1970-82: Applying Age-Old Wisdom to Marketing Computers
According to the Winter 1998 issue of Finance magazine, Patricia Gallup's creativity was nurtured from her earliest years. 'She grew up in a household where her father, a carpenter [union organizer and mediator] would present a situation at the dinner table and the family would engage in mini-debates on current events and other issues of the day,' wrote Anita Burroughs. Patricia paid her way through the University of Connecticut, where she majored in anthropology. She worked as a field archaeologist for the Public Archaeology Survey Team, 'a for-profit business that surveyed lands to ensure their compliance with laws protecting cultural resources,' according to Ilan Mochari's article in the October 1, 1999 issue of Inc. magazine.
From the study of tools our ancestors used some 30,000 years ago, Gallup and the Survey Team learned not only to determine the age and use of the tools, but also how and why they evolved. The work helped Gallup develop her creative problem solving skills, and she was later able to apply her understanding of the past and relationships between items to ideas such as cultural changes, business operations, and technological innovations.
Still another experience prepared Patricia for her future business role. While hiking on the Appalachian Trail in 1976, she met David Hall; together, they served as a support crew to endurance hikers on the Trail. 'Our function was to anticipate the arrival of the hikers at different points and to take care of whatever needs they might have,' Gallup explained in an article published in the May 15, 1998 issue of Inc. magazine. 'From the beginning,' she wrote, 'David and I shared a belief in trying to put ourselves in other peoples shoes. We learned how to work together to come up with solutions to get tasks accomplished.'
Then, in 1980, Hall recruited Gallup for Audio Accessories, Inc. (Audio), his father's Marlow, New Hampshire-based company that operated in an abandoned woodworking mill in the small rural town. Audio made high quality broadcast and recording equipment, published a catalog, provided customers with over-the-phone service, and shipped products by UPS.

•••

YOUR TASKS:
(a) Please transcribe the stretch of the company history from "From the study" through "and technological innovations.".
(b) Based on the company history, decide whether each statement holds, answering yes or no and quoting the words that settle it: (i) Gallup majored in anthropology at the University of Connecticut. (ii) Gallup met David Hall in 1980. (iii) Audio Accessories shipped its products by UPS.
(c) According to the company history, in what town and state was Audio Accessories based?

RECORDS PROVIDED:
•••

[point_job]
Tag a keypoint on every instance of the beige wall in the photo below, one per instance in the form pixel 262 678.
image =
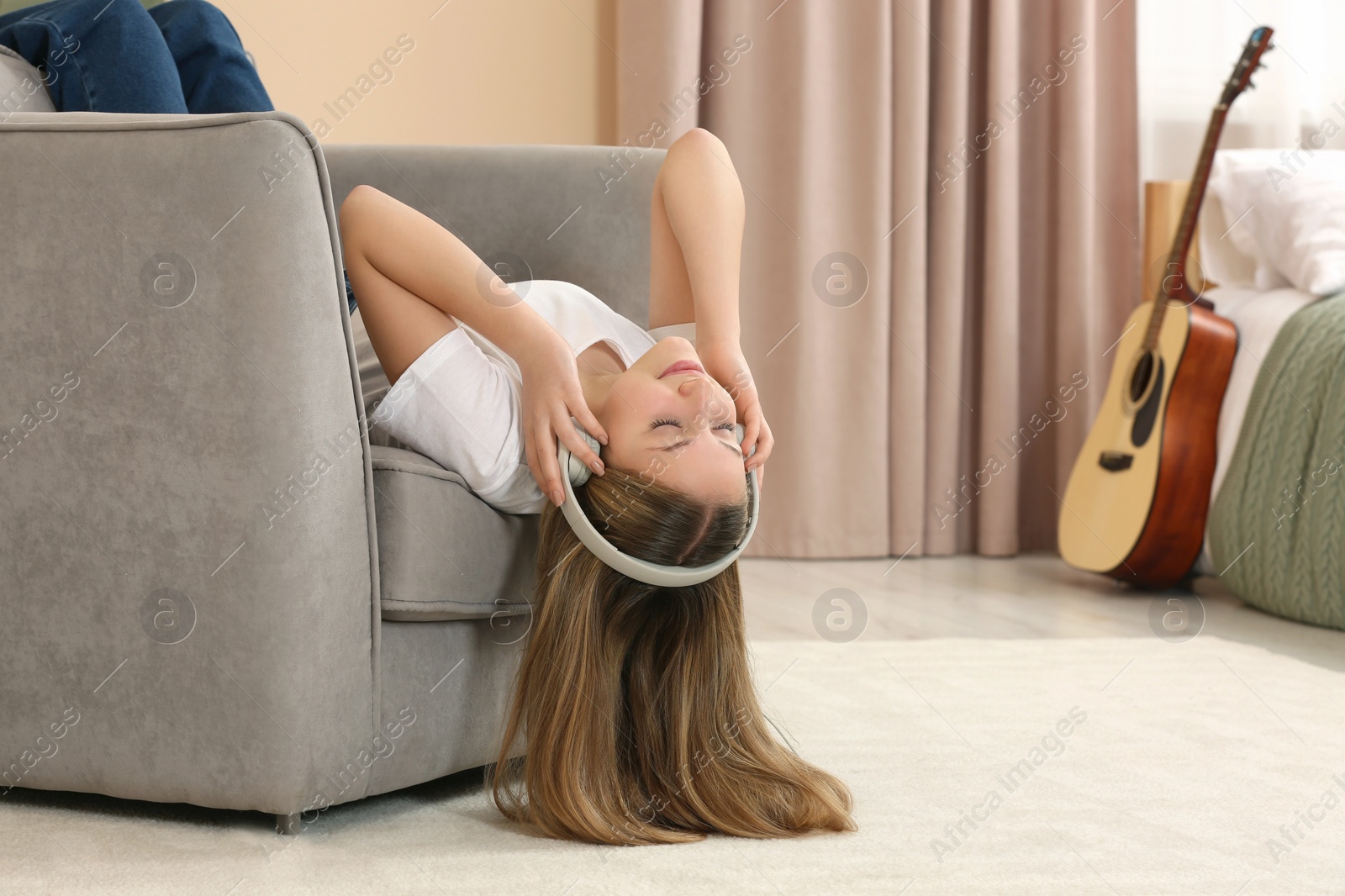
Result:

•••

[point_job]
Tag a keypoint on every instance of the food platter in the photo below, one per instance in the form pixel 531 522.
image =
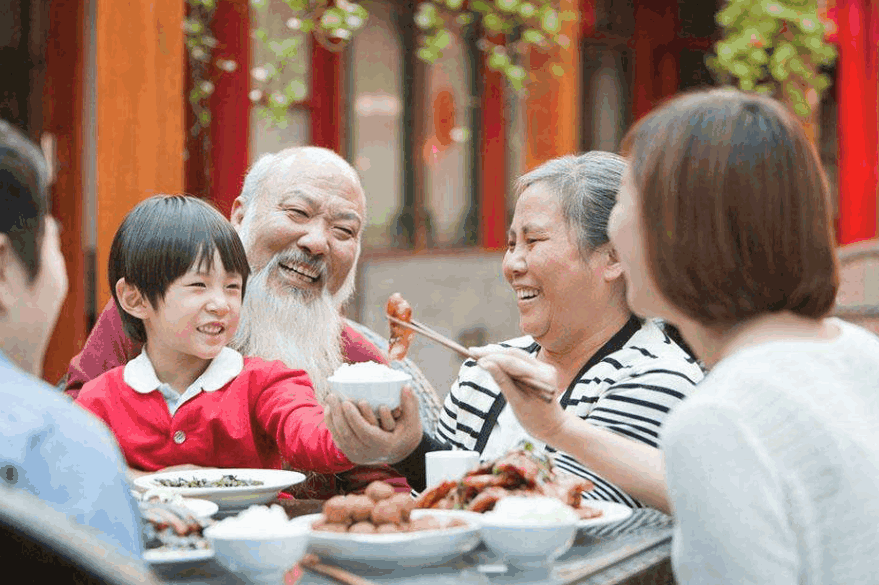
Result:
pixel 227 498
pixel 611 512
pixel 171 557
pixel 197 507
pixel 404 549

•••

PER-TASK OUTPUTS:
(a)
From the study of tools our ancestors used some 30,000 years ago, Gallup and the Survey Team learned not only to determine the age and use of the tools, but also how and why they evolved. The work helped Gallup develop her creative problem solving skills, and she was later able to apply her understanding of the past and relationships between items to ideas such as cultural changes, business operations, and technological innovations.

(b)
(i) Yes: "Patricia paid her way through the University of Connecticut, where she majored in anthropology."
(ii) No: "While hiking on the Appalachian Trail in 1976, she met David Hall"
(iii) Yes: "shipped products by UPS."

(c) Marlow, New Hampshire.